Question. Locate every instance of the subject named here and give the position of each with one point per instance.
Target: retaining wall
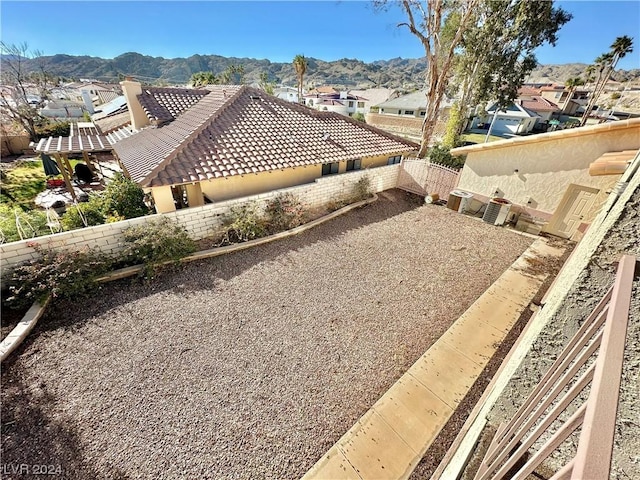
(199, 222)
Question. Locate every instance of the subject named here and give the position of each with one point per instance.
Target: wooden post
(88, 161)
(65, 173)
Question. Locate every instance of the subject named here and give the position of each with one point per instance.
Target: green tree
(498, 47)
(265, 84)
(439, 26)
(123, 198)
(605, 65)
(300, 65)
(233, 75)
(17, 105)
(200, 79)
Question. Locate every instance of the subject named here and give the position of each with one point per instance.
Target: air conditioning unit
(497, 211)
(459, 200)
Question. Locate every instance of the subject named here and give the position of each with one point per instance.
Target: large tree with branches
(16, 102)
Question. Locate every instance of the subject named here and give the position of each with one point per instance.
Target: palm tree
(572, 83)
(606, 64)
(300, 65)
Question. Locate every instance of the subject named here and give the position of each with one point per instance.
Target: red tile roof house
(224, 142)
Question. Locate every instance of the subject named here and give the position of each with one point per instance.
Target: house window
(330, 168)
(354, 165)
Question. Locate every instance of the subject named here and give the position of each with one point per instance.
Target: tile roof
(113, 122)
(164, 105)
(539, 104)
(235, 132)
(75, 144)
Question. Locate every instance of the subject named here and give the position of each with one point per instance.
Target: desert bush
(156, 242)
(441, 155)
(63, 274)
(362, 189)
(123, 198)
(242, 224)
(284, 212)
(92, 212)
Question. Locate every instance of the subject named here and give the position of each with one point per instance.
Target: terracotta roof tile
(237, 130)
(164, 105)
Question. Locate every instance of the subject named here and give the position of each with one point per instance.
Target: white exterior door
(572, 210)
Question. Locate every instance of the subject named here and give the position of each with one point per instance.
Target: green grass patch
(21, 184)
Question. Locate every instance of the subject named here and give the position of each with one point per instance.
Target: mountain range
(403, 73)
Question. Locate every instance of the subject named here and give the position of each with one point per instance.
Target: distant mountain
(403, 73)
(561, 73)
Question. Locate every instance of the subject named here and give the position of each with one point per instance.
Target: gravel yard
(249, 365)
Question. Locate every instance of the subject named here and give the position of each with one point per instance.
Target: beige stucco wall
(546, 165)
(163, 199)
(242, 185)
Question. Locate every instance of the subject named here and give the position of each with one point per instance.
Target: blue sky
(327, 30)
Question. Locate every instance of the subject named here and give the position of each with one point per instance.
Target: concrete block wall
(199, 222)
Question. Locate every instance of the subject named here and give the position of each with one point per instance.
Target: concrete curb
(20, 332)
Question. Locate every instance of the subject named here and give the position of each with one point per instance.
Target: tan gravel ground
(249, 365)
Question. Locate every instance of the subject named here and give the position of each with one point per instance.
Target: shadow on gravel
(71, 315)
(33, 444)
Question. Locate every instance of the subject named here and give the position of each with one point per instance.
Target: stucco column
(163, 199)
(194, 195)
(131, 90)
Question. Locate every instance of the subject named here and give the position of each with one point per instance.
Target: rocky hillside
(405, 73)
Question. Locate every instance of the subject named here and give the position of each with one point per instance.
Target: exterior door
(573, 208)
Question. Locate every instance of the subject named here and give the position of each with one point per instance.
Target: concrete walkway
(391, 438)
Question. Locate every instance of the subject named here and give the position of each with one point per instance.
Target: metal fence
(556, 408)
(425, 178)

◆ TASK GOAL
Leaving the pictures aside, transcribe the entire listing exactly.

◆ EXERCISE OUTPUT
Question. Locate every instance of the subject named here and give the position of each with one point per instance.
Target: retaining wall
(199, 222)
Question. Locate every instance of the subject named here and give the position of each with one point per instance.
Target: wooden post
(88, 161)
(65, 173)
Question. Locate every instance of the subject named here and give the position of each with one point per instance.
Target: green tree
(498, 47)
(265, 84)
(439, 26)
(123, 198)
(605, 65)
(300, 65)
(233, 75)
(17, 105)
(200, 79)
Question. Locate every instance of the subject named here and give the position of each with one point per instance.
Target: air conditioning unit
(497, 211)
(459, 200)
Question. Locate every instance of the subject named here and give the position of each with one point per instance.
Target: large tree with branches
(16, 102)
Question. Locate every instance of the subject named here and give the position of each with one point per instance.
Target: palm tree
(572, 83)
(606, 64)
(300, 65)
Question. Locate every instance of the subject named here and give the position of each with one point per instance.
Target: red tile roof house
(224, 142)
Question. Locate every instance of the subject named here and give the position of each with one point per instance.
Target: house window
(330, 168)
(354, 165)
Question. Locate every instance of the subject named here and give the position of each with one point per instance.
Target: tile roof
(113, 122)
(164, 105)
(539, 104)
(235, 132)
(75, 144)
Question. Locate every instance of the subject named here and give the position of each with one point per instance.
Target: desert bush
(156, 242)
(441, 155)
(63, 274)
(362, 189)
(123, 198)
(242, 224)
(284, 212)
(92, 212)
Question. Locate every instance of the subject named here and give the position of each with one point per instance.
Target: terracotta roof tile
(237, 130)
(164, 105)
Question. Locate every instance of the subject named here and give the position of each with one point per instance.
Target: white exterior door
(572, 210)
Question. Locate every instance of the subject named here and give the position of each with one point per instance.
Target: green grass patch
(21, 184)
Question. Locate every instance of the subject named here and give the position of each with one point per instance.
Target: mountain range
(403, 73)
Question. Locate every instance of the subject named here and give the position of each with one point per instance.
Target: distant mountain
(403, 73)
(561, 73)
Question. Locate every instance of the subject named here and give the position of each with one point per instance.
Target: gravel yard
(249, 365)
Question. Locate every instance of the subject named here and give the position of each with one point per instance.
Target: beige stucco wall
(546, 165)
(163, 199)
(242, 185)
Question. Locate every instance of the subject named here and give the position of each with one point per instance.
Target: blue sky
(327, 30)
Question. Locate every instance of the subject named here and give the position of each with one point per instance.
Target: concrete block wall
(199, 222)
Question. Locate every instance of the subject named here and give the position of each with one point per instance.
Target: concrete curb
(20, 332)
Question. Locate every instance of the subject named here and give the position of each with one point per instance.
Target: tan gravel ground
(249, 365)
Question. Locate every instance of the subject named here and give the position of each with one point per instance.
Target: shadow on gravel
(71, 315)
(33, 444)
Question. Locate every instance of the subject named here and give the position of each with one point per instance.
Target: stucco column
(163, 199)
(194, 195)
(131, 90)
Question. Locate every instance of the subject named here and give the position of each with one point per instance.
Target: rocky hillside
(405, 73)
Question. Locate every instance of the subject named here and give the position of each with one point per instance.
Target: exterior door
(573, 208)
Question. Locate every instance of the subject named here and give the position of each with one point per instance.
Target: concrete walkway
(391, 438)
Question. Locate every instance of the subject named here and give the position of each with one point per instance.
Target: metal fence
(556, 408)
(425, 178)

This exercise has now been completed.